◆ PROBLEM REQUIREMENTS: Copy out the lines below word for word, keeping every character and line break unchanged.

------------------------------------------------------------

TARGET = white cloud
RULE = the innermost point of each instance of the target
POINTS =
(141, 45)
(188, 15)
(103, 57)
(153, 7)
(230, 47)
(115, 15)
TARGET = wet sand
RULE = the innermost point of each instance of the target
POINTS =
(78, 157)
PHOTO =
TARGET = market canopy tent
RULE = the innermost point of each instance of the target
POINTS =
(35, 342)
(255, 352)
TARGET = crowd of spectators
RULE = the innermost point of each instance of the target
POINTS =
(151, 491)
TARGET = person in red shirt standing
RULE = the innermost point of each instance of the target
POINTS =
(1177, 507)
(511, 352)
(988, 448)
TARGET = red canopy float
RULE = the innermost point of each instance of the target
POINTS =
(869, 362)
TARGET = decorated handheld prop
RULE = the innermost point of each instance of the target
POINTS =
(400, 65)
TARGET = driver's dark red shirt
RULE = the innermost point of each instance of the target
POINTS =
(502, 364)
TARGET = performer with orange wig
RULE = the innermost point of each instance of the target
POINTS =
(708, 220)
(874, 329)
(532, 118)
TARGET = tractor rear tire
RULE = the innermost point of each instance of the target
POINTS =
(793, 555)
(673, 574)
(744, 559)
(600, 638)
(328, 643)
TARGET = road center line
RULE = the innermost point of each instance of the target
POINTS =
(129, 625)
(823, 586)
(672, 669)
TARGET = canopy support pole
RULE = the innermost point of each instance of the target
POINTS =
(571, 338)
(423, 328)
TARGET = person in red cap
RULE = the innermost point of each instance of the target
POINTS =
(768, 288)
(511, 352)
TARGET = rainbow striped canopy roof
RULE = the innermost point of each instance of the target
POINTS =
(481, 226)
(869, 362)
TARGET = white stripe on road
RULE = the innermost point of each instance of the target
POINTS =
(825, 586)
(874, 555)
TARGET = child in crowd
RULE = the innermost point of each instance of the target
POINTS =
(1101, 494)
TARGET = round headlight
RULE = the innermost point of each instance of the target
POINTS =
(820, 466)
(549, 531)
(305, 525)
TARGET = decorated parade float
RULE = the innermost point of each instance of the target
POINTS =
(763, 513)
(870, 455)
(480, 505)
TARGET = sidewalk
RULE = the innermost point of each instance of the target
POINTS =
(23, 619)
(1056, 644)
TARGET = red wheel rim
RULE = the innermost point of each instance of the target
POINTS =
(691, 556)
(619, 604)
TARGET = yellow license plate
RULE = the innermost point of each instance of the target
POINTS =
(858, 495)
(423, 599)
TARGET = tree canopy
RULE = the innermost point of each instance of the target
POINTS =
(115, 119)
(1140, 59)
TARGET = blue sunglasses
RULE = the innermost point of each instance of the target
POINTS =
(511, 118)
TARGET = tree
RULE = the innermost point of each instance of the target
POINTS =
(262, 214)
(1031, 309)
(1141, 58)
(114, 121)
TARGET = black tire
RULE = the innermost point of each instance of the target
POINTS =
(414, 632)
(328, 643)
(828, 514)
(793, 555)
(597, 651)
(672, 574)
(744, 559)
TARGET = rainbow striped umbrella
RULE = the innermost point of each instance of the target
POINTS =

------------------------------------------------------------

◆ CORRECT RESULT:
TARGET = white cloud
RULE = the innermost point of each instance of the target
POINTS =
(141, 45)
(188, 15)
(103, 57)
(153, 7)
(230, 47)
(115, 15)
TARGET = wet sand
RULE = the innermost point of each instance of the target
POINTS =
(78, 157)
PHOTO =
TARGET = market canopy tent
RULE = the innermost point of each instance of the target
POINTS =
(35, 342)
(255, 352)
TARGET = crowd of spectators
RULE = the innermost point of each instance of the target
POINTS =
(151, 491)
TARGET = person in red shirt standing
RULE = the innermost point of each instance of the target
POINTS =
(1177, 507)
(511, 352)
(988, 448)
TARGET = red canopy float
RULE = the innermost point of each instance of the target
POINTS =
(869, 362)
TARGET = decorated handheld prop
RULE = the innermost point of each instance of the target
POINTS =
(400, 65)
TARGET = driver's dark red shirt
RULE = the innermost point of each instance of the target
POINTS =
(502, 364)
TARGET = performer with orange wig
RULE = the innermost point of each instance of the target
POINTS =
(708, 220)
(874, 329)
(532, 118)
TARGET = tractor rear tire
RULE = the innermost point of each instance of the target
POINTS =
(793, 555)
(673, 574)
(744, 559)
(600, 638)
(328, 643)
TARGET = road center line
RULE = the innermost point of each instance of the target
POINTS =
(129, 625)
(823, 586)
(672, 669)
TARGET = canopy support pole
RULE = the innermost point of each instance of the target
POINTS =
(571, 338)
(423, 328)
TARGET = person in red cap
RULE = the innermost point of each instance of the target
POINTS =
(768, 288)
(511, 352)
TARGET = rainbow striped canopy roof
RULE = the innermost point of each instance of the target
POINTS =
(481, 226)
(869, 362)
TARGET = white stripe on road
RULE = the innermost point of each instance of the target
POINTS =
(825, 586)
(874, 555)
TARGET = child in crowd
RULE = the innermost point of each instance of the target
POINTS =
(1101, 494)
TARGET = round headlight
RULE = the innermost point of each instance of the target
POINTS =
(820, 466)
(549, 531)
(305, 525)
TARGET = decorated parade float
RULE = the innermost point of each instance of the target
POINTS =
(763, 513)
(870, 455)
(480, 505)
TARGET = sidewalk
RULE = the innermost point of each instance of the target
POINTS =
(23, 619)
(1056, 644)
TARGET = red wheel rim
RULE = the innermost point of each instance of the target
POINTS =
(691, 556)
(619, 604)
TARGET = yellow license plate
RULE = the innermost point of each instance of the target
POINTS =
(858, 495)
(423, 599)
TARGET = tree canopy
RULE = the innermost point of each instance of the target
POINTS =
(115, 119)
(1140, 59)
TARGET = blue sunglasses
RULE = the innermost point of each instance of the target
POINTS =
(511, 118)
TARGET = tree
RULE = the innermost point of each instance of the target
POINTS =
(262, 214)
(1031, 309)
(1141, 58)
(114, 121)
TARGET = black tire
RULE = the innermost point of each instance of the target
POINTS =
(414, 632)
(328, 643)
(828, 514)
(793, 555)
(597, 651)
(672, 574)
(744, 559)
TARGET = rainbow striped umbrella
RULE = the innermost point of each instance of the target
POINTS =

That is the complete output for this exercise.